### [PROBLEM TO SOLVE]
Recast the stretch of the listing that runs from the line containing "For the evaluation set, locate the grass" through the end of the listing as a numbered list, omitting any blank lines.

Rows drawn from a dataset:
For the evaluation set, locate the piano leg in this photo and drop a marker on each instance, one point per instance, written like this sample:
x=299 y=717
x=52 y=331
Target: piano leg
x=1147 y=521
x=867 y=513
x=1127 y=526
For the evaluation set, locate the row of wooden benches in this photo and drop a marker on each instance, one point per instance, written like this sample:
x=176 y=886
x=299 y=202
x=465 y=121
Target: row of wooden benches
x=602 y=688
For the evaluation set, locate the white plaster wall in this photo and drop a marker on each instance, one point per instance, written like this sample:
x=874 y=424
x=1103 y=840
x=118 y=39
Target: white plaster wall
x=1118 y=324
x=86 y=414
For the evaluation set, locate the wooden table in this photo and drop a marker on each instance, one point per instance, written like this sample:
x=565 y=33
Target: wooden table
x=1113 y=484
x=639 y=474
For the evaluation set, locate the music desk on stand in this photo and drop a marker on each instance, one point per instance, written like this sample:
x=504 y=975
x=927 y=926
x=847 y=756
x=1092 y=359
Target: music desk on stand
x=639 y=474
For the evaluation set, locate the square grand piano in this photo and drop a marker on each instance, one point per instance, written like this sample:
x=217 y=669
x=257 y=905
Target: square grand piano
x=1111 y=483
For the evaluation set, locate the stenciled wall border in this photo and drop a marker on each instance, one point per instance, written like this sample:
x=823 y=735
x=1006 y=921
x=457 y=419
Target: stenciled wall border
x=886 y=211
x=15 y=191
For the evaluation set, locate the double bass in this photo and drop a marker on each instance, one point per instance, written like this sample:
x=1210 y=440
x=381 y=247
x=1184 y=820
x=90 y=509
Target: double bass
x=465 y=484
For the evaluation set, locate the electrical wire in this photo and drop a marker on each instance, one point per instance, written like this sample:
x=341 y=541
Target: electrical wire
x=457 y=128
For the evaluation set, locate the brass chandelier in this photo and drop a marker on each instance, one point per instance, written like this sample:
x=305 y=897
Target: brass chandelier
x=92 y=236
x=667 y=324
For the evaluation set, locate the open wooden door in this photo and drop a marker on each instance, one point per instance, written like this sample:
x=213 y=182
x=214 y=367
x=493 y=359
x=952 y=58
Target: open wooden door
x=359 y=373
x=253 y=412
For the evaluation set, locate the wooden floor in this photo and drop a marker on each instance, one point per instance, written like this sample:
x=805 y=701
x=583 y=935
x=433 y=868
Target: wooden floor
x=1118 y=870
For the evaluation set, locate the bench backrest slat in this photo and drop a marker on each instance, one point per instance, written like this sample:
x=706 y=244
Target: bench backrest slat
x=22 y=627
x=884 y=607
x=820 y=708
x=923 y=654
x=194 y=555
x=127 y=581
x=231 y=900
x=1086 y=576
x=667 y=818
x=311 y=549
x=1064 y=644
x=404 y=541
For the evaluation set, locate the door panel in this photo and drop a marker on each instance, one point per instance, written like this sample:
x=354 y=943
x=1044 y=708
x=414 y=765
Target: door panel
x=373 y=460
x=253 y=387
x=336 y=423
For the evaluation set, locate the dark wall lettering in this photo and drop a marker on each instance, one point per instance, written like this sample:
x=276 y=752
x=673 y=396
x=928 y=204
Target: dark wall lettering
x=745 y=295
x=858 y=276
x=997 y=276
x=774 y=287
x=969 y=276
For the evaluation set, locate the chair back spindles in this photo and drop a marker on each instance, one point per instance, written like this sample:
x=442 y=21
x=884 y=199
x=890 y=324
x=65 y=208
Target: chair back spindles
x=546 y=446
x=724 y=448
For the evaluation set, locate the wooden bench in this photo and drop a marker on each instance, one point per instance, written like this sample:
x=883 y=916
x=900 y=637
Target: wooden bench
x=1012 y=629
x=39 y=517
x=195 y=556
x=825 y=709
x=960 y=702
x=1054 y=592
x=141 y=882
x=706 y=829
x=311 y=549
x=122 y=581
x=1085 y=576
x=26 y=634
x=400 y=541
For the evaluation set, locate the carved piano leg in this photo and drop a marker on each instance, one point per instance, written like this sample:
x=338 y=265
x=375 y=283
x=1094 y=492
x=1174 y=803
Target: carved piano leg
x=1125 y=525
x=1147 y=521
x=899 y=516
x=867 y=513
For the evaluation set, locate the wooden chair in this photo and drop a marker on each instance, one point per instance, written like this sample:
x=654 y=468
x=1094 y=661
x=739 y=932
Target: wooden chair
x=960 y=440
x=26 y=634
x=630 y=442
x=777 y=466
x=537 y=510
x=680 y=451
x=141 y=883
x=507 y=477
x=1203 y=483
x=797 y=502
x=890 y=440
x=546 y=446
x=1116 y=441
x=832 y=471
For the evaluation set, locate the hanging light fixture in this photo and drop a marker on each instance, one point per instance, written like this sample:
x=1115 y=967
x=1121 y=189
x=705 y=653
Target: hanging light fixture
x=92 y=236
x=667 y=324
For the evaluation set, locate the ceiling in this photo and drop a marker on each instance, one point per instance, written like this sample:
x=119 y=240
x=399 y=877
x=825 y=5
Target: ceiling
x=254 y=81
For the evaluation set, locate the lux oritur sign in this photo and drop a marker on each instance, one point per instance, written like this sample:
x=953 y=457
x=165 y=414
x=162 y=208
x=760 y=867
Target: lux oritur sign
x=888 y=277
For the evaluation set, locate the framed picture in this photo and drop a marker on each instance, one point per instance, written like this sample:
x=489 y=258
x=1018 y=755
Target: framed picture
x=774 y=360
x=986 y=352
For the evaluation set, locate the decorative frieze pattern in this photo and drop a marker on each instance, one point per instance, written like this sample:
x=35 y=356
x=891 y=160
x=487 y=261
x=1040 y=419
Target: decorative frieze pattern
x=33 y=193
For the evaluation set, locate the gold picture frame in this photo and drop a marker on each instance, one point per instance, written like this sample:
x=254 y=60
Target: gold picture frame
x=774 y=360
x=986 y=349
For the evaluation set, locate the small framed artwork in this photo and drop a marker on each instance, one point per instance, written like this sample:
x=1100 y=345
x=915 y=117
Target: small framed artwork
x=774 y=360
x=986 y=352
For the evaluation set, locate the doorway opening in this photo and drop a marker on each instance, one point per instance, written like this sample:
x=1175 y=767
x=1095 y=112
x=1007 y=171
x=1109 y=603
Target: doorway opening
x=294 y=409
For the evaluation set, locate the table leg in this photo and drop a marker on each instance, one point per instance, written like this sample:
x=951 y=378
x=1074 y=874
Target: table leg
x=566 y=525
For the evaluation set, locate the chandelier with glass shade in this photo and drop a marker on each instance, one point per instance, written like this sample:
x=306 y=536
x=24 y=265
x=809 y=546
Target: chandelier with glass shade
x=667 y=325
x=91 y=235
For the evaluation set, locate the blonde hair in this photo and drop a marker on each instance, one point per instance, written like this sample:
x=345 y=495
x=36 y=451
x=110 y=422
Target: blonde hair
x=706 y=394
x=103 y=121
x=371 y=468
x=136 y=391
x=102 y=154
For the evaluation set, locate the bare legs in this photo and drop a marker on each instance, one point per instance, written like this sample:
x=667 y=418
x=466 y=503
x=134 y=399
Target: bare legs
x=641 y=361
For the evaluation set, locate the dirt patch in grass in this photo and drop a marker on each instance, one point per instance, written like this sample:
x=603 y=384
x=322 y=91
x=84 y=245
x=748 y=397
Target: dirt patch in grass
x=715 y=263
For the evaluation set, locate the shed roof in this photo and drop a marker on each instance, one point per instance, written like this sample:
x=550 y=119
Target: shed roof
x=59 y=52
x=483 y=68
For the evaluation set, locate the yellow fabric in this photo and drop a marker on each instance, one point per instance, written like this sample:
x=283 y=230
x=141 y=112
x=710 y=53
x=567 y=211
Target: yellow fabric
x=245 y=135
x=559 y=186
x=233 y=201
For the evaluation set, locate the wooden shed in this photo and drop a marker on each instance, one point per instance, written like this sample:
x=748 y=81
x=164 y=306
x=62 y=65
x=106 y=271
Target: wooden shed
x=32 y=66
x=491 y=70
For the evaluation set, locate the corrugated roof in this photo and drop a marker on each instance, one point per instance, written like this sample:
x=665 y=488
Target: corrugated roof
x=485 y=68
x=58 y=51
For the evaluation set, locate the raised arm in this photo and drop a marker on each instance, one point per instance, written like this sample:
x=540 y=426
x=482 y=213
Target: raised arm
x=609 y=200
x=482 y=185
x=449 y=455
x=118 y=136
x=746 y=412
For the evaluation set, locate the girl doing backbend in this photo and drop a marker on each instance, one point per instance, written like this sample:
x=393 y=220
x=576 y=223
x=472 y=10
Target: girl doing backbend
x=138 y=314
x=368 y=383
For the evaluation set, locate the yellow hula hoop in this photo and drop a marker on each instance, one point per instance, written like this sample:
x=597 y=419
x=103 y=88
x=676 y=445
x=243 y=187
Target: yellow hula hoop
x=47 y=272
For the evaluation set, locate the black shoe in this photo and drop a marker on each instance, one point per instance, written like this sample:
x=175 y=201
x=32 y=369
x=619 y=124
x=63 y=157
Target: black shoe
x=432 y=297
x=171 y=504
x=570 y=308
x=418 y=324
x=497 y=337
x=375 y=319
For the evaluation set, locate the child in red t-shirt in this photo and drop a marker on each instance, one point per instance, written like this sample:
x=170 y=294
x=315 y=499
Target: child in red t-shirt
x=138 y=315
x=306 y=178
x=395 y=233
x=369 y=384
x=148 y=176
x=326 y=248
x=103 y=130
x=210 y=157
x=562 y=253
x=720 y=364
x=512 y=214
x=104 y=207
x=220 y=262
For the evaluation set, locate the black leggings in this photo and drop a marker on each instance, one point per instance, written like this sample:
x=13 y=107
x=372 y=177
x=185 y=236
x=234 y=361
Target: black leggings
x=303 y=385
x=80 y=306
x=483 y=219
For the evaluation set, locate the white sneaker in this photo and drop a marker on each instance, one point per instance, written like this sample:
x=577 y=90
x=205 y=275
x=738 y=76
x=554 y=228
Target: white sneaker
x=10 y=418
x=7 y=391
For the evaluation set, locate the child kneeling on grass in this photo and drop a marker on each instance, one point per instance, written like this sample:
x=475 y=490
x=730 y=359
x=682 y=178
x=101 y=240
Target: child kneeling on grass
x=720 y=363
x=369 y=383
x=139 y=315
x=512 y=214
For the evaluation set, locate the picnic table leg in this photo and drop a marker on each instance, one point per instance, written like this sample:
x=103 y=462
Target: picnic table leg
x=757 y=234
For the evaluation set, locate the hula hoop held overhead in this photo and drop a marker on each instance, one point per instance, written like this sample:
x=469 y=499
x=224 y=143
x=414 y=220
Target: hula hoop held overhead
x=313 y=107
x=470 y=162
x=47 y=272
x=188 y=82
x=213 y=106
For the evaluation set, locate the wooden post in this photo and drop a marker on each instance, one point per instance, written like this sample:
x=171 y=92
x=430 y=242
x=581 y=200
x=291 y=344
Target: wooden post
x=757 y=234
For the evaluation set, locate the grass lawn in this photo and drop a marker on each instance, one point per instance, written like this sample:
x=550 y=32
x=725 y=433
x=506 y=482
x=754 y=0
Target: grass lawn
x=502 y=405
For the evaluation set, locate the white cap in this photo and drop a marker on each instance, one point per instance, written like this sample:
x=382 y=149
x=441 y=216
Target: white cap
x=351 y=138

### [SOLUTION TO THE EXERCISE]
1. For the evaluation set, locate the grass lawn in this photo and drop a marker on each instance, one point per instance, written like this sample:
2. x=550 y=32
3. x=725 y=433
4. x=506 y=482
5. x=754 y=0
6. Target: grass lawn
7. x=502 y=405
8. For the evaluation set, locate the white cap in this photo and drop a marker on each instance, one point per instance, written like this sample:
9. x=382 y=149
10. x=441 y=216
11. Target: white cap
12. x=351 y=138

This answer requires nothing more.